**Exercise input:**
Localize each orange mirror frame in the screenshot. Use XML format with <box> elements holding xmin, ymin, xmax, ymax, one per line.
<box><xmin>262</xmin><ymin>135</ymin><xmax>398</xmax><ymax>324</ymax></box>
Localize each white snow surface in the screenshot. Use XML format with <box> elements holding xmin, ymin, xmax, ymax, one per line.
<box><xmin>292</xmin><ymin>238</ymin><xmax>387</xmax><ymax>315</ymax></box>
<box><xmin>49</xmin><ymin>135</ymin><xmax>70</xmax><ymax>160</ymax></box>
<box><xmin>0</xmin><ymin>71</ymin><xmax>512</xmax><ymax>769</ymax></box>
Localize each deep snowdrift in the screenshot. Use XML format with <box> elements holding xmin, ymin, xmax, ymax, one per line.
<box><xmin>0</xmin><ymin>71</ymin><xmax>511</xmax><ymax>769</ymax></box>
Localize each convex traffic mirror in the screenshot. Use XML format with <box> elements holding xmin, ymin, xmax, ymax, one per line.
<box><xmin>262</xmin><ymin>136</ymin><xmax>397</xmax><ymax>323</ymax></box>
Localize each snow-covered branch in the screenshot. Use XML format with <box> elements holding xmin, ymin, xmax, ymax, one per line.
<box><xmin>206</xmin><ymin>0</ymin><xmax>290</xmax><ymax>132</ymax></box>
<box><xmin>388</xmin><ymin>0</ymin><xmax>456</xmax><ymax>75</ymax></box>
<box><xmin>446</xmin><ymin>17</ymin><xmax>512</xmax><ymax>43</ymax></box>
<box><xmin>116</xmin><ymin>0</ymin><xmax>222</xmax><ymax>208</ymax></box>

**Work to complete:** From the line that contains "Localize each white" down to the last line of the listing above, repeat each line exactly, and include nothing else.

**Result of this exercise:**
Localize each white snow surface in the screenshot. Use XML format with <box> elements holding xmin, ymin, xmax, ymax, one per line.
<box><xmin>292</xmin><ymin>238</ymin><xmax>387</xmax><ymax>315</ymax></box>
<box><xmin>49</xmin><ymin>135</ymin><xmax>70</xmax><ymax>160</ymax></box>
<box><xmin>0</xmin><ymin>71</ymin><xmax>512</xmax><ymax>769</ymax></box>
Localize each deep snowdrift in the screenshot. Use XML format with <box> elements holding xmin, ymin, xmax, ymax, one per line.
<box><xmin>0</xmin><ymin>71</ymin><xmax>511</xmax><ymax>769</ymax></box>
Localize each convex traffic mirror in the screenshot. Use XML format with <box> elements holding xmin, ymin, xmax, ymax, one per line.
<box><xmin>262</xmin><ymin>136</ymin><xmax>397</xmax><ymax>323</ymax></box>
Localize each snow-covered branch in the screenshot. Use XML format with <box> elements holding xmin, ymin, xmax, ymax, one per line.
<box><xmin>206</xmin><ymin>0</ymin><xmax>290</xmax><ymax>132</ymax></box>
<box><xmin>388</xmin><ymin>0</ymin><xmax>456</xmax><ymax>75</ymax></box>
<box><xmin>446</xmin><ymin>17</ymin><xmax>512</xmax><ymax>43</ymax></box>
<box><xmin>116</xmin><ymin>0</ymin><xmax>222</xmax><ymax>208</ymax></box>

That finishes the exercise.